## Texte fourni
----------

Il y a quelques mois à peine, c'est Disney et sa plateforme Disney+ qui avait décoché une première flèche, se plaignant des délais et de l'obligation de retirer un film diffusé en clair. La firme avait ainsi renoncé à la sortie en salles d'Avalonia: l'étrange voyage, son film de Noël 2022. En parallèle, les plateformes de SVOD produisent de plus en plus de films à gros budget, qu'elles destinent dans un premier temps au cinéma, comme Apple ou Amazon.

La tentation de l'édition "définitive"

Pour s'éviter les 17 mois d'attente liée à la chronologie des médias, certains acteurs du secteur pourraient néanmoins enclencher une option qu'ils n'ont jusque là jamais exécutée: proposer une version légèrement différente d'un film, souvent baptisée "Director's Cut", ou "définitive". Une telle version serait ainsi légalement associée à un autre visa d'exploitation, et donc considérée comme un autre film, jamais diffusé en salles. Il pourrait ainsi être intégré à un catalogue sans respecter la chronologie des médias.

Les rumeurs annoncent ainsi une version de plus de 4h de Napoléon, le biopic de Ridey Scott, produit par Apple, mais distribué en France par Sony. Ce qui pourrait permettre au géant californien de le proposer sur Apple TV+, du moins dans cette version rallongée. Une telle stratégie pourrait aussi s'appliquer à Killers of the Flower Moon, de Martin Scorsese, là encore produit par Apple et qui, comme Napoléon, est disponible sur Apple TV+ ailleurs qu'en France.

----------

## Exercice bref 1
Renvoyez chaque ligne des enregistrements ci-dessous qui contient la chaîne "grassy", en respectant la casse.

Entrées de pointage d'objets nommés
----------

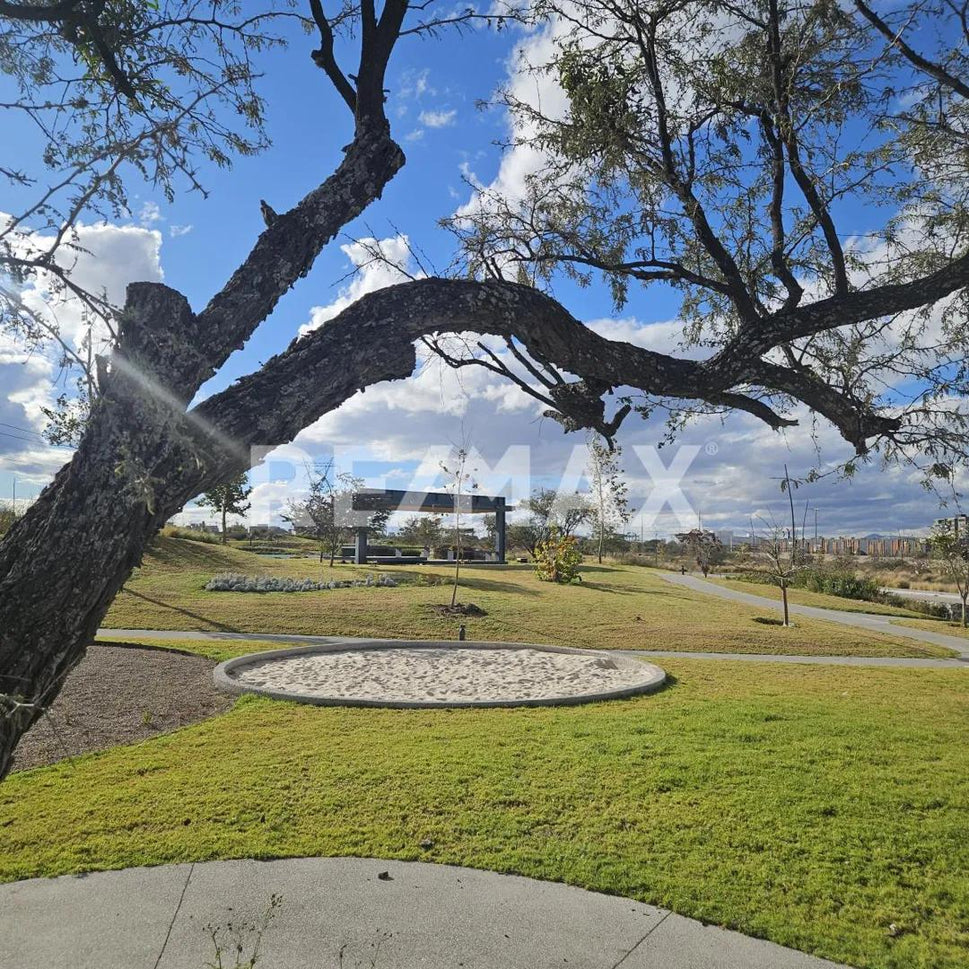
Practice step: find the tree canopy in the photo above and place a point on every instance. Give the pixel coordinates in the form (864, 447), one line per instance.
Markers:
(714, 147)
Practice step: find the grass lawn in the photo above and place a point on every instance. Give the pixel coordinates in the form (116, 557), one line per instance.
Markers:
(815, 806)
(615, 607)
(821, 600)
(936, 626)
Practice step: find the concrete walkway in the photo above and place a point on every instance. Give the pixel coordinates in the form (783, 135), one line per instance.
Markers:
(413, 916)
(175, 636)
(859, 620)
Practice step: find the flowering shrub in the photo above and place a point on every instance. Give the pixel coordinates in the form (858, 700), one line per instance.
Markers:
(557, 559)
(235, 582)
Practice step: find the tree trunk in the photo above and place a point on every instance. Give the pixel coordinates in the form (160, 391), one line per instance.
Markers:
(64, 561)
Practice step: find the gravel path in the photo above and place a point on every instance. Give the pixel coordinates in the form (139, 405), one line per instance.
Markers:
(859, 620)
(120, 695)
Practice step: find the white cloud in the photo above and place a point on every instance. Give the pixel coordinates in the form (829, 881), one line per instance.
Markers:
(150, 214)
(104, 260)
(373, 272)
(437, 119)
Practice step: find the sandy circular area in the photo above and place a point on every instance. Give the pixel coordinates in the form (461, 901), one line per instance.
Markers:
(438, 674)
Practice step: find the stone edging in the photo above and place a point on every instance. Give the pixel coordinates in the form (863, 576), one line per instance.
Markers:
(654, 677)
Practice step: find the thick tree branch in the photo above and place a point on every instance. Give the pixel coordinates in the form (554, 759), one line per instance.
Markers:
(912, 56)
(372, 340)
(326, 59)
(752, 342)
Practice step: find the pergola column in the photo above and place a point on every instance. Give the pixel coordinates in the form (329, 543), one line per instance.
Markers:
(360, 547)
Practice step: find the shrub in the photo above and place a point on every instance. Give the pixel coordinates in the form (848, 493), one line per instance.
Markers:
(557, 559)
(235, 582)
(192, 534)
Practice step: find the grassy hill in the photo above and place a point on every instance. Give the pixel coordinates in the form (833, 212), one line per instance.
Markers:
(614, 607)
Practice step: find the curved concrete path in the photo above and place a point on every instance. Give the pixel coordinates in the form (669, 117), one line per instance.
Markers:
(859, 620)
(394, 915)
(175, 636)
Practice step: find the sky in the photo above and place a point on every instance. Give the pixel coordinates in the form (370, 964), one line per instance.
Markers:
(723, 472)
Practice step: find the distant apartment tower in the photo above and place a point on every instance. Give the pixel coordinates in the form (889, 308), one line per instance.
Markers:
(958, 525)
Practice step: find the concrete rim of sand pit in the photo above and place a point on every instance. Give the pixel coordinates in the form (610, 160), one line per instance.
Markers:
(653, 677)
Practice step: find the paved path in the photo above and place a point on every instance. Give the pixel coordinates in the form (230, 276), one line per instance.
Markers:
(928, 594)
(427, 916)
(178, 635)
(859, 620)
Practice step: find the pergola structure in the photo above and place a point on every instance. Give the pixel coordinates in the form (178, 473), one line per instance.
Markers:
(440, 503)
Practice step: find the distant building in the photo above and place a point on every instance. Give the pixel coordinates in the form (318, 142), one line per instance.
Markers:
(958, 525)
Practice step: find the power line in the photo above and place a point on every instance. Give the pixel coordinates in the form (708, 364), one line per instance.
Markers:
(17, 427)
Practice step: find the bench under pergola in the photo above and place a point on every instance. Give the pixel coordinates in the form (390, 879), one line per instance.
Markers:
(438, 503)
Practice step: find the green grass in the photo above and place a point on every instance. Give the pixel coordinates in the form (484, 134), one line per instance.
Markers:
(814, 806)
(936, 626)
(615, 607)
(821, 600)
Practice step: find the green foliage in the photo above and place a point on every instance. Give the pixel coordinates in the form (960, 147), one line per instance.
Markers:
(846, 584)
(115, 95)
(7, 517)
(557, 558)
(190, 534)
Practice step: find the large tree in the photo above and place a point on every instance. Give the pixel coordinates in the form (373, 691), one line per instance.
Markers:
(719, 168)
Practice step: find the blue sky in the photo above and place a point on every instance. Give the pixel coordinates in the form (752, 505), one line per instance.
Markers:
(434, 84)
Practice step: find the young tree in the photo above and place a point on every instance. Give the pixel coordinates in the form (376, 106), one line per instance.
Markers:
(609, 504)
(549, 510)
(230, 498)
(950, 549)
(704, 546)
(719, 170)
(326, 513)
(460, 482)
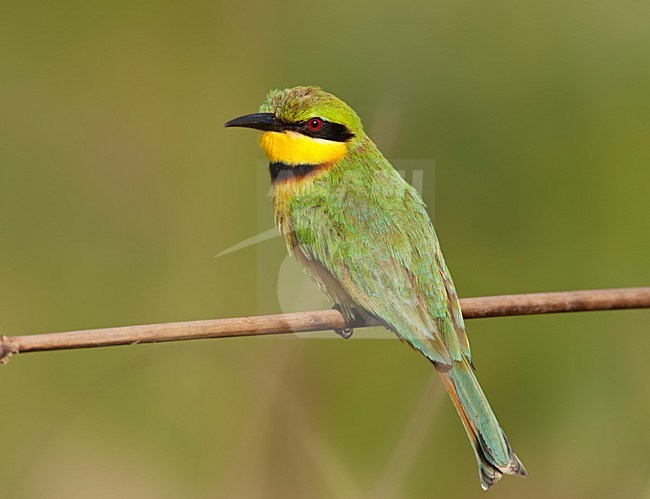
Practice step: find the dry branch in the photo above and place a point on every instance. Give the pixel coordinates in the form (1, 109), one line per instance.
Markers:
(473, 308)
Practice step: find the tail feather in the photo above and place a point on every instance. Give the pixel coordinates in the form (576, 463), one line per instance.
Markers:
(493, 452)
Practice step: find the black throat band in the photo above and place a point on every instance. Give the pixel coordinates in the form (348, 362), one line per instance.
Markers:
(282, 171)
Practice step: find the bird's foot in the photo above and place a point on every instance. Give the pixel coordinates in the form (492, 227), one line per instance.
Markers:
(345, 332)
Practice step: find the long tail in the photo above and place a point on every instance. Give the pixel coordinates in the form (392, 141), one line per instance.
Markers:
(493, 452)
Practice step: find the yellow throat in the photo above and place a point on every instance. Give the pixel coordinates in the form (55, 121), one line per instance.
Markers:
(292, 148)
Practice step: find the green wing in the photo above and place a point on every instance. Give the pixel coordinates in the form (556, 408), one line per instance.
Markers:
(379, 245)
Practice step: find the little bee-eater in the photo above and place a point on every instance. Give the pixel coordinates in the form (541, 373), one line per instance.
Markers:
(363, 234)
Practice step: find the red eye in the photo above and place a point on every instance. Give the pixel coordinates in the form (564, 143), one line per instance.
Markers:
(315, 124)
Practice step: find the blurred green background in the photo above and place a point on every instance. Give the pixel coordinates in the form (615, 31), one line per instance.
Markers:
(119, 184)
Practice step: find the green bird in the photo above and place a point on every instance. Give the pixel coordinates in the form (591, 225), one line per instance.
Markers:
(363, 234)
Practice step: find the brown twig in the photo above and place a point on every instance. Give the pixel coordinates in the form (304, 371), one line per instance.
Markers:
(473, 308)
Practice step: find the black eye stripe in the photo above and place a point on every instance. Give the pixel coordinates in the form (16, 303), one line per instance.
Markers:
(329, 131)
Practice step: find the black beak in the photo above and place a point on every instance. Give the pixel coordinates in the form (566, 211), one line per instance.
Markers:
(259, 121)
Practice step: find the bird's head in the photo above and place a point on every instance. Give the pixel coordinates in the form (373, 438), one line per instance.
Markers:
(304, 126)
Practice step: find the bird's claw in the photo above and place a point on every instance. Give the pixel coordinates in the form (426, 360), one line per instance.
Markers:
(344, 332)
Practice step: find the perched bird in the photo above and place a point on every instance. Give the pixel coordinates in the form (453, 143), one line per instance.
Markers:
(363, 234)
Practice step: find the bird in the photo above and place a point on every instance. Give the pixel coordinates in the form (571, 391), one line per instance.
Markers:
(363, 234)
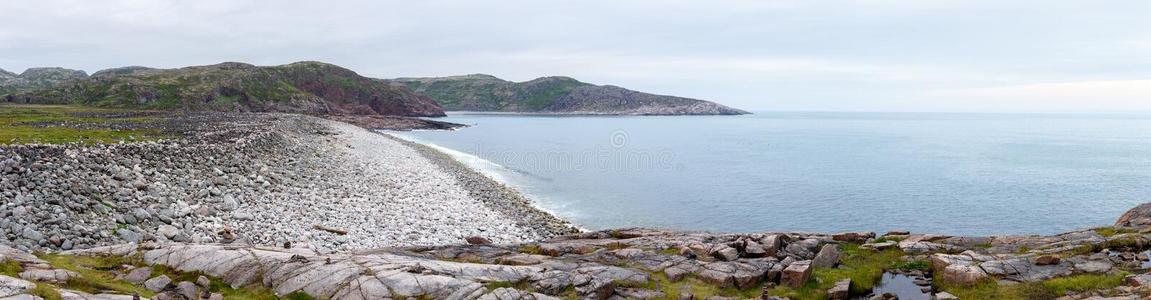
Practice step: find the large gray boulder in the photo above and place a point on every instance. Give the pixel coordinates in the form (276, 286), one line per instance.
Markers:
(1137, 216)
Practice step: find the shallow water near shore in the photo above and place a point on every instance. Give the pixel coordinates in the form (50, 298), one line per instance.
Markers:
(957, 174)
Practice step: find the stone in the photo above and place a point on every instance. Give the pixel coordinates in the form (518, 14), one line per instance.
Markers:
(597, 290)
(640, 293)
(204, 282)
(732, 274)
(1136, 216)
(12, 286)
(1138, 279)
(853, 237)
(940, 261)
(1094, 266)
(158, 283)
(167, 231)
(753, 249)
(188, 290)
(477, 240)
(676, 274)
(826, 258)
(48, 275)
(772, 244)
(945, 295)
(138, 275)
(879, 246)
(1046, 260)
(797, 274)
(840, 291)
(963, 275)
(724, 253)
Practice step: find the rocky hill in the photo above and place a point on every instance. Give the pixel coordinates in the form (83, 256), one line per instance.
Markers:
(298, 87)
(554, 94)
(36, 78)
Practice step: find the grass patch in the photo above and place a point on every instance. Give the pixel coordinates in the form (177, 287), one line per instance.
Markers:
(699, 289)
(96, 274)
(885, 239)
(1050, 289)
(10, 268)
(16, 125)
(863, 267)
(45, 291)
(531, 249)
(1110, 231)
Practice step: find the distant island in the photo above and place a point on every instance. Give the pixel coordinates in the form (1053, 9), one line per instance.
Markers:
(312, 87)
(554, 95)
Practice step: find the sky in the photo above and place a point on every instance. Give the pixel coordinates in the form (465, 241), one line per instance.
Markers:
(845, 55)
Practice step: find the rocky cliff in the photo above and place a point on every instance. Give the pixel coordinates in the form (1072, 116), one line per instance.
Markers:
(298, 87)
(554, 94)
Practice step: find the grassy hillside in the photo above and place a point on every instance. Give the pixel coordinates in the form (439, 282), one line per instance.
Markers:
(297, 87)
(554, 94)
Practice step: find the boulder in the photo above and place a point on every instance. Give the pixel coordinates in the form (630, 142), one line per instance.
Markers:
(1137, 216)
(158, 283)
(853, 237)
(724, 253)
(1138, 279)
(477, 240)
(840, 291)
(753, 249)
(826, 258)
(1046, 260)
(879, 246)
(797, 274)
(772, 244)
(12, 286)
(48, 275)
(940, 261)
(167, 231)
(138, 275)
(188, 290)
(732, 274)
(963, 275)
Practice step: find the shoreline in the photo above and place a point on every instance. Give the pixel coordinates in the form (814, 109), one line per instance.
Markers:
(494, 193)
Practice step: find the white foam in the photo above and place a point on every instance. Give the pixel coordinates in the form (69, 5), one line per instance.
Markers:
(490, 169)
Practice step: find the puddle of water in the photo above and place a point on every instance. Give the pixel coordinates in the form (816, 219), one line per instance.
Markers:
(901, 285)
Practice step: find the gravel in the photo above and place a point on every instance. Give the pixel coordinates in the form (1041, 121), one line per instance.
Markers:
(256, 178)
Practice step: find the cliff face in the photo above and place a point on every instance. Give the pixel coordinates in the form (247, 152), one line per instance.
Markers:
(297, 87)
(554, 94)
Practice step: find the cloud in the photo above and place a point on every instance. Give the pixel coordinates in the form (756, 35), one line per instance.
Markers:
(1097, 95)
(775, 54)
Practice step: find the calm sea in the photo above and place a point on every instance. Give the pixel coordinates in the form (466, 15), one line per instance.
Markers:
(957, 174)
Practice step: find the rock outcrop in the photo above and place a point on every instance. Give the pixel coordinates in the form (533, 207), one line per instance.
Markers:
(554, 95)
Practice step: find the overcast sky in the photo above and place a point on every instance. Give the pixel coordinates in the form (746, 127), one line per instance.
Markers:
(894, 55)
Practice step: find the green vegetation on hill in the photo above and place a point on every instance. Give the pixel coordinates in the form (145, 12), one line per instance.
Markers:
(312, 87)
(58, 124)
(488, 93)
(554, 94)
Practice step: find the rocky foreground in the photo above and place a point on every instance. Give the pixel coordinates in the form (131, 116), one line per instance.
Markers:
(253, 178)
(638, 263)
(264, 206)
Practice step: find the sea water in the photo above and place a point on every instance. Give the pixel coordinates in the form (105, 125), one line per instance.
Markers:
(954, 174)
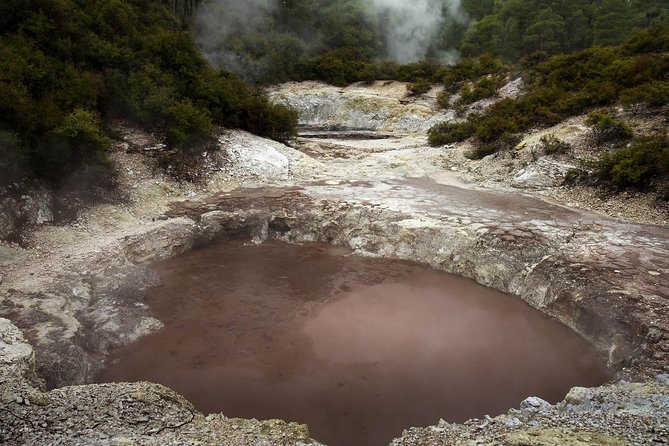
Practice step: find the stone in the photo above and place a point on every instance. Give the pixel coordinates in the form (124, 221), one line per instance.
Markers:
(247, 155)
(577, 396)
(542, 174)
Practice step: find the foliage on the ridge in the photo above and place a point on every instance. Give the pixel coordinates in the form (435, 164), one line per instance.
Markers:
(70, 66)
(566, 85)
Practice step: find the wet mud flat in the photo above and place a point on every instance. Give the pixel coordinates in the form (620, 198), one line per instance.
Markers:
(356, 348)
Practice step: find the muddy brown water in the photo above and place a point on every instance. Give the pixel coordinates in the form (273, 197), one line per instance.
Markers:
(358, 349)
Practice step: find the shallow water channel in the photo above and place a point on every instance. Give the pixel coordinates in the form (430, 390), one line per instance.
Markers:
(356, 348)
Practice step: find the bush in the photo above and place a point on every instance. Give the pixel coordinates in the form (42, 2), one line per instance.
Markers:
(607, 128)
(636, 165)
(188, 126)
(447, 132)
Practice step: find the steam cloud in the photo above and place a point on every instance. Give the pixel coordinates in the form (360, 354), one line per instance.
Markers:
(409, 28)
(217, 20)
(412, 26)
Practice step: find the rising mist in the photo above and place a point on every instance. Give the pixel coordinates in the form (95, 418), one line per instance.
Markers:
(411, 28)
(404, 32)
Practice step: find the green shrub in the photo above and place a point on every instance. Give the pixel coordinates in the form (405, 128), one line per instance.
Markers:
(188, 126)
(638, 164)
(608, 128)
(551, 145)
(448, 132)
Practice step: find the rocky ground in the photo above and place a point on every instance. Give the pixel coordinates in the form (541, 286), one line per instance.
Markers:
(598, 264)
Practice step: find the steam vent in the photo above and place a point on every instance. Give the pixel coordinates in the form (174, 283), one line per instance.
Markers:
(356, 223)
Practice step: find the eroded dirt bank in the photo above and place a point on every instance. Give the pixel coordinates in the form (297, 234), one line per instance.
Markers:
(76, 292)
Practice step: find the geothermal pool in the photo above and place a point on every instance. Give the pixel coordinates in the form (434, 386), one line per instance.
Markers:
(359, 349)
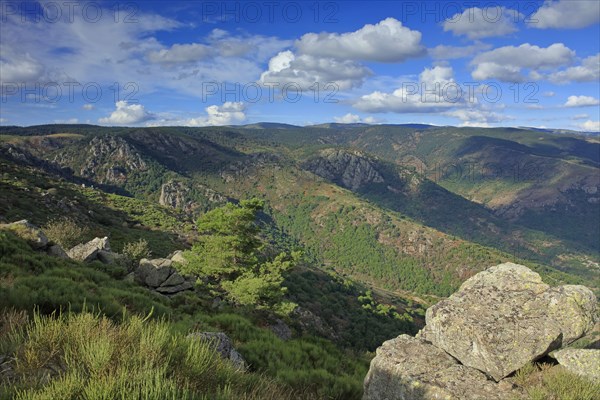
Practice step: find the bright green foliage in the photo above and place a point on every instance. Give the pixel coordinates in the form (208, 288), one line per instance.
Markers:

----------

## Exercice bref 2
Reproduisez intégralement, à l'identique, le texte ci-dessus sur la chronologie des médias.

## Solution complète 1
Practice step: find the grassy hill in the photo above and place a point on every instance. Give the pixel coordinates in the form (833, 212), one line per instance.
Practice step: find the grassy hillside in the photo above and place a point on every instance. Give the pixel coordinates in the form (439, 282), one line per instance.

## Solution complète 2
Il y a quelques mois à peine, c'est Disney et sa plateforme Disney+ qui avait décoché une première flèche, se plaignant des délais et de l'obligation de retirer un film diffusé en clair. La firme avait ainsi renoncé à la sortie en salles d'Avalonia: l'étrange voyage, son film de Noël 2022. En parallèle, les plateformes de SVOD produisent de plus en plus de films à gros budget, qu'elles destinent dans un premier temps au cinéma, comme Apple ou Amazon.

La tentation de l'édition "définitive"

Pour s'éviter les 17 mois d'attente liée à la chronologie des médias, certains acteurs du secteur pourraient néanmoins enclencher une option qu'ils n'ont jusque là jamais exécutée: proposer une version légèrement différente d'un film, souvent baptisée "Director's Cut", ou "définitive". Une telle version serait ainsi légalement associée à un autre visa d'exploitation, et donc considérée comme un autre film, jamais diffusé en salles. Il pourrait ainsi être intégré à un catalogue sans respecter la chronologie des médias.

Les rumeurs annoncent ainsi une version de plus de 4h de Napoléon, le biopic de Ridey Scott, produit par Apple, mais distribué en France par Sony. Ce qui pourrait permettre au géant californien de le proposer sur Apple TV+, du moins dans cette version rallongée. Une telle stratégie pourrait aussi s'appliquer à Killers of the Flower Moon, de Martin Scorsese, là encore produit par Apple et qui, comme Napoléon, est disponible sur Apple TV+ ailleurs qu'en France.